**TASK INSTRUCTIONS:**
**a.** In the article below about China's growth, copy the passage between "Over the past" and "and labor allocation.", inclusive.
**b.** According to the article below about China's growth, what has mainly driven China's GDP growth over the past three decades?

**SELECTED TEXT:**
§

China and the next Great Wall

By Adam Bulakowski

Summary:

Valuable IP will define an upcoming chapter in China’s growth story.

China recognizes that innovation is an imperative for its long-term economic growth. Less discussed amongst the country’s initiatives to promote innovation is the fact that China’s national system for protecting IP rights continues to strengthen. The rapid evolution of China’s IP system requires emergent IP strategies from all domestic and foreign firms.

A Macroeconomic View:

Over the past three decades, China’s tremendous output gains, in terms of GDP growth, have been fueled primarily by capital accumulation and investment. China’s production frontier has also been pushed outward by its large supply of labor. A third source of growth stems from productivity increases associated with technology adoption, learning, and more efficient capital and labor allocation.

Of course, these gains are not infinite. The country aims to shift its economy toward consumption and away from the presently high percentage of investment-to-GDP. The massive labor supply is limited by aging, curtailed by the previous one-child policy, and necessarily subjected to increasing wages. The productivity gains from borrowed foreign technology slow with widespread diffusion.

§

Some records:
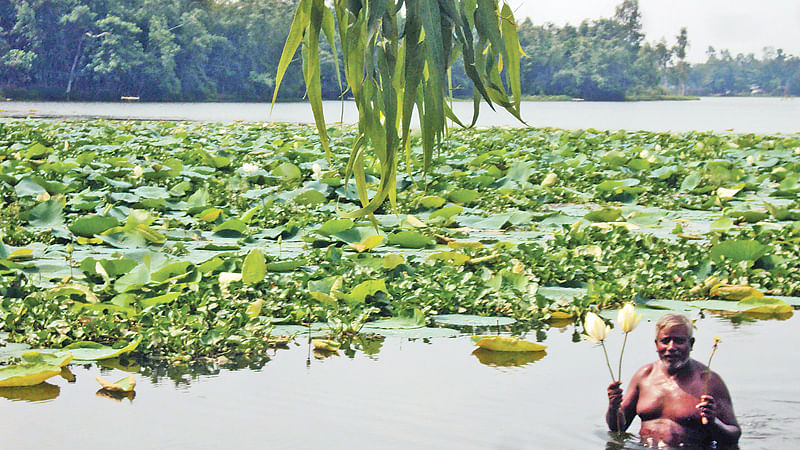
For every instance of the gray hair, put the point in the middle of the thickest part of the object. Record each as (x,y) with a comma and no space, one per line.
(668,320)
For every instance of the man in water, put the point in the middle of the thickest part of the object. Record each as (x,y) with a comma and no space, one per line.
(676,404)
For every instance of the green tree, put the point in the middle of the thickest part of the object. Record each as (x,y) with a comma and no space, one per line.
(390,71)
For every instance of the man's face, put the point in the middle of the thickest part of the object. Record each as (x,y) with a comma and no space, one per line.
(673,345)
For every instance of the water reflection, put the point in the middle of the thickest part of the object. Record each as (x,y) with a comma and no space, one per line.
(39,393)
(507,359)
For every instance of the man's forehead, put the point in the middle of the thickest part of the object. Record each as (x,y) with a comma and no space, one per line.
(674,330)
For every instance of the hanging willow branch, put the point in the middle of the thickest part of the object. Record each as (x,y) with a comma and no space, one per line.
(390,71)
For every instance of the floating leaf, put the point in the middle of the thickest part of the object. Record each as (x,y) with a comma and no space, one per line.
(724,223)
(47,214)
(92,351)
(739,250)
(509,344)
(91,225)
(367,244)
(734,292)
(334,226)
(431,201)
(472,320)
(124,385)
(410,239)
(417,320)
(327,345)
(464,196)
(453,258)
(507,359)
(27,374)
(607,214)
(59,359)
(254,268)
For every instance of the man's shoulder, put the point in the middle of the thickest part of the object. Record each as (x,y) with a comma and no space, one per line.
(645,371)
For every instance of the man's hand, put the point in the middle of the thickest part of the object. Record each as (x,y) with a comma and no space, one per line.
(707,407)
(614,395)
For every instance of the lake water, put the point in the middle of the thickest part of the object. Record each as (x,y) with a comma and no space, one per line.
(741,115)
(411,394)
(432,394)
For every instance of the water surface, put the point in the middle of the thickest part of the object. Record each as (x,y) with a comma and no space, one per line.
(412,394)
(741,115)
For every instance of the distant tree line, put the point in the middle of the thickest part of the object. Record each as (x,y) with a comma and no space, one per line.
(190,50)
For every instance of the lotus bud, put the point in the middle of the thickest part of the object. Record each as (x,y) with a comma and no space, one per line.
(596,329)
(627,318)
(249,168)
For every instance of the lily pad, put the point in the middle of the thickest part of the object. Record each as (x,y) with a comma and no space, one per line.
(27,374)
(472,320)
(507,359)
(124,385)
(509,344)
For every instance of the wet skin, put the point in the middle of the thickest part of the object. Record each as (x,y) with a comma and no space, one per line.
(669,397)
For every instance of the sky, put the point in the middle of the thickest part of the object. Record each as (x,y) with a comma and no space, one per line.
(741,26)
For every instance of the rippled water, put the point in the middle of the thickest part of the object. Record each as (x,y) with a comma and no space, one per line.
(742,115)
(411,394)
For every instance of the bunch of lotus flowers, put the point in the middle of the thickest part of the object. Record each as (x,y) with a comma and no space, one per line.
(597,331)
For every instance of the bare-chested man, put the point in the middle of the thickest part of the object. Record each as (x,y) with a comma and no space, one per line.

§

**TASK RESPONSES:**
**a.**
Over the past three decades, China’s tremendous output gains, in terms of GDP growth, have been fueled primarily by capital accumulation and investment. China’s production frontier has also been pushed outward by its large supply of labor. A third source of growth stems from productivity increases associated with technology adoption, learning, and more efficient capital and labor allocation.

**b.** Capital accumulation and investment.